TAREA: Reescribe las líneas desde el comienzo hasta la que contiene "x=517 y=475", ambas incluidas, sustituyendo "road marking" por "pavement marking" sin cambiar nada más. Entrega solo esas líneas.

Etiquetas de puntos de objetos:
__________

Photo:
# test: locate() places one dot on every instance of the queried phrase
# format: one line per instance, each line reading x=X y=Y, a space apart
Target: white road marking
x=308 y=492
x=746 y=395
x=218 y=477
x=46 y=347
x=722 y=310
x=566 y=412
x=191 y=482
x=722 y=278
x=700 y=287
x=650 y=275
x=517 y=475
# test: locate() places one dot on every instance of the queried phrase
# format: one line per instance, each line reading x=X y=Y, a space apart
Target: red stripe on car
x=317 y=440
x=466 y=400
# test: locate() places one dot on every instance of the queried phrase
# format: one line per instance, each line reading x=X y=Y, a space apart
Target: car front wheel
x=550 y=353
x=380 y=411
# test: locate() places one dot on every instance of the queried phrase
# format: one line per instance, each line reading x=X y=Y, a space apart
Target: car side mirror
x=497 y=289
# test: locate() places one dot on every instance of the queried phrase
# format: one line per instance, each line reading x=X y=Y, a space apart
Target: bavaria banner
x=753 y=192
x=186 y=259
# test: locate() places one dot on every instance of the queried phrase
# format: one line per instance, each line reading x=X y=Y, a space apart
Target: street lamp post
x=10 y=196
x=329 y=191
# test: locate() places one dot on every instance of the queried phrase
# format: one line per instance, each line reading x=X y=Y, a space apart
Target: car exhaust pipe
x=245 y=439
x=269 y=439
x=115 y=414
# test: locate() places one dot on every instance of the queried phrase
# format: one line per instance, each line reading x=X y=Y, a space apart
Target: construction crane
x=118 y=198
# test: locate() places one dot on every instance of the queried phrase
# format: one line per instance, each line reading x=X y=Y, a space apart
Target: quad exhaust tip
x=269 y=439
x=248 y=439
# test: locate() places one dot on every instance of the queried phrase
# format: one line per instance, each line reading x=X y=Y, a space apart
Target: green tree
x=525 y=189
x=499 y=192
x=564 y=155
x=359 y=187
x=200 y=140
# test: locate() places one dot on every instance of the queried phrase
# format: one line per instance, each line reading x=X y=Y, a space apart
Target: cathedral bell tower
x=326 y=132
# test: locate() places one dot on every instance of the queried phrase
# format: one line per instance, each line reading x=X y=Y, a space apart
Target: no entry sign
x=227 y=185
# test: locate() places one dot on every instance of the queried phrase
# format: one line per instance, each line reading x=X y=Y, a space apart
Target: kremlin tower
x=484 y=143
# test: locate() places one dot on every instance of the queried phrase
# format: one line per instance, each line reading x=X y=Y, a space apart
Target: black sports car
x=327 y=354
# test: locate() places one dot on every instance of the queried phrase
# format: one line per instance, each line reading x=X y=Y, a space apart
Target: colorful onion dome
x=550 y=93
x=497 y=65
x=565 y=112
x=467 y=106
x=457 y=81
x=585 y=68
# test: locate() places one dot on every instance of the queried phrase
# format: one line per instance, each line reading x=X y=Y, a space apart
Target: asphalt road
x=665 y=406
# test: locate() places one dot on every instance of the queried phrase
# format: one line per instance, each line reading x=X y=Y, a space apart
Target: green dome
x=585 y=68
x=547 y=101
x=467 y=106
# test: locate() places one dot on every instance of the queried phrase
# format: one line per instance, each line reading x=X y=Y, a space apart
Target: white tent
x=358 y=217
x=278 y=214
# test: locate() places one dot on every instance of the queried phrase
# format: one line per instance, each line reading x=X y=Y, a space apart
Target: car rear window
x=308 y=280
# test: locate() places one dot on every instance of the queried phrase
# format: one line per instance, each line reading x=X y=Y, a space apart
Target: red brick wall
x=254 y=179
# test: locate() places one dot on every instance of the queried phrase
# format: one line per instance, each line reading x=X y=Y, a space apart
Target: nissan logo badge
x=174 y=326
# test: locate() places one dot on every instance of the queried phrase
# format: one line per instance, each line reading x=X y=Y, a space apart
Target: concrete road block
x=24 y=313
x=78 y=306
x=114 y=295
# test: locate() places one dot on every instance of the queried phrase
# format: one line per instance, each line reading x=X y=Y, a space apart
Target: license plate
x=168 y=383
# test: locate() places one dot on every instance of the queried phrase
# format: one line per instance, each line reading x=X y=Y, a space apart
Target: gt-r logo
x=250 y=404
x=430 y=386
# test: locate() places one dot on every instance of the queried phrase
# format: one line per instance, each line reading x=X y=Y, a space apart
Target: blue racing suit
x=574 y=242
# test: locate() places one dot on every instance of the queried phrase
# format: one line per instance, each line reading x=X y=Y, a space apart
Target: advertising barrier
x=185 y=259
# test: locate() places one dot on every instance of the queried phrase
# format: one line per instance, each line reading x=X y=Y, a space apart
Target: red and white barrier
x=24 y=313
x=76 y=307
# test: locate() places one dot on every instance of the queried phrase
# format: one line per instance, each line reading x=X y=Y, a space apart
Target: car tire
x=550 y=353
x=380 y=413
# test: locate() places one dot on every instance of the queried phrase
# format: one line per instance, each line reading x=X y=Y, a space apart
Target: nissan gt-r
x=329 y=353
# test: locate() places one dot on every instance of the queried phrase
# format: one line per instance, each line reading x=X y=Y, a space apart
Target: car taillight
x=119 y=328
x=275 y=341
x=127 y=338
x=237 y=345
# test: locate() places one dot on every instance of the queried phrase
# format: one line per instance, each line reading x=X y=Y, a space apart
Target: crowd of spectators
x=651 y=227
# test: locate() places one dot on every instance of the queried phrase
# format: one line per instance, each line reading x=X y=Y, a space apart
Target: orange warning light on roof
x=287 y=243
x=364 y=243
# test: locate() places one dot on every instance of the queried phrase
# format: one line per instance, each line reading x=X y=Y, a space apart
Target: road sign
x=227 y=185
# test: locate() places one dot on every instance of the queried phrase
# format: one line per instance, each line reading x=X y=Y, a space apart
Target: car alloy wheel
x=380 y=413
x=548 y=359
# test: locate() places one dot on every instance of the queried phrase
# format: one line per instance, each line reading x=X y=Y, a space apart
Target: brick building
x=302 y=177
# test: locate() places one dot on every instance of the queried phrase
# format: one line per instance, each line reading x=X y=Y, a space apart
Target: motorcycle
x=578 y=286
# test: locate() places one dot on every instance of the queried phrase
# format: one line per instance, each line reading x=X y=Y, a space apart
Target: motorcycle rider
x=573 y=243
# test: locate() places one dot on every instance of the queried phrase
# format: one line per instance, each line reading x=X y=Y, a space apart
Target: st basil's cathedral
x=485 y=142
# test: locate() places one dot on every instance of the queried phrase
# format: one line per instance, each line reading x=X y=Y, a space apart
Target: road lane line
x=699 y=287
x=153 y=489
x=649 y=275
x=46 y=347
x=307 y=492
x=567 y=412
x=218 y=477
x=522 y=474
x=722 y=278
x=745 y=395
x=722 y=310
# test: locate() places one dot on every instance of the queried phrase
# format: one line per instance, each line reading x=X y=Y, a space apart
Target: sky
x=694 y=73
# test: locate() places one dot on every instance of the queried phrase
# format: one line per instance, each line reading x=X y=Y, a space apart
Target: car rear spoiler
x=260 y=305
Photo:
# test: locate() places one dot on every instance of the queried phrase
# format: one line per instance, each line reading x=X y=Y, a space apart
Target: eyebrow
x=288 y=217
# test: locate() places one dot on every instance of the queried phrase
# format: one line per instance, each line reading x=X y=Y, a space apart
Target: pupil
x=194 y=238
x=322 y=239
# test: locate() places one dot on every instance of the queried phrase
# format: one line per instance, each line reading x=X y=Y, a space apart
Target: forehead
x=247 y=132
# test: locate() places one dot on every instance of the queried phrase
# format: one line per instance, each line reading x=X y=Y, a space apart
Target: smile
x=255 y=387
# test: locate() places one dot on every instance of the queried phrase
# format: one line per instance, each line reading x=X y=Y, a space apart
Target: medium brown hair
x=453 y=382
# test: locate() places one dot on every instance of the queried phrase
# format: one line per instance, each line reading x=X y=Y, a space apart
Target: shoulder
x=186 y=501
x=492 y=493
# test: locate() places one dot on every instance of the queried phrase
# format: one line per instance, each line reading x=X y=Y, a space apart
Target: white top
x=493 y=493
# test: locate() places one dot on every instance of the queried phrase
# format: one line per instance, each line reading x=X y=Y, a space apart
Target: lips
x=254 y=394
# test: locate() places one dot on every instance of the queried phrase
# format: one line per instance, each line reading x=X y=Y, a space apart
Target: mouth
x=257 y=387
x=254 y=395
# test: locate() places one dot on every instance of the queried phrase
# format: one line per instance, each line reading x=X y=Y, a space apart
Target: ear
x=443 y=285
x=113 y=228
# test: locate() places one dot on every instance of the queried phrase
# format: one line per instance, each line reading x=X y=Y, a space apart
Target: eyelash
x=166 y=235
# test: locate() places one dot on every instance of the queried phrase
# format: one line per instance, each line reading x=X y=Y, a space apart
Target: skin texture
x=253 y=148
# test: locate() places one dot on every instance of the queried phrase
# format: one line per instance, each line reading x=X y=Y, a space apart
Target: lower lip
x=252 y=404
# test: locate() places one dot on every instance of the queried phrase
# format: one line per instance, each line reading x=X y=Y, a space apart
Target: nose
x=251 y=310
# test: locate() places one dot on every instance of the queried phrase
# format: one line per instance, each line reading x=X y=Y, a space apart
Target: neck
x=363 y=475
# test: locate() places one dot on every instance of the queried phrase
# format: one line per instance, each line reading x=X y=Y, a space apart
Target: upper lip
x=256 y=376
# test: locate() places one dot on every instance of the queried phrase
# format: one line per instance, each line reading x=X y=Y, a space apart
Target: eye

__________

RESULTADO DEL EJERCICIO:
Photo:
# test: locate() places one dot on every instance of the queried phrase
# format: one line per instance, each line reading x=X y=Y, a space apart
Target: white pavement marking
x=308 y=492
x=746 y=395
x=218 y=477
x=46 y=347
x=722 y=310
x=566 y=412
x=191 y=482
x=722 y=278
x=700 y=287
x=650 y=275
x=517 y=475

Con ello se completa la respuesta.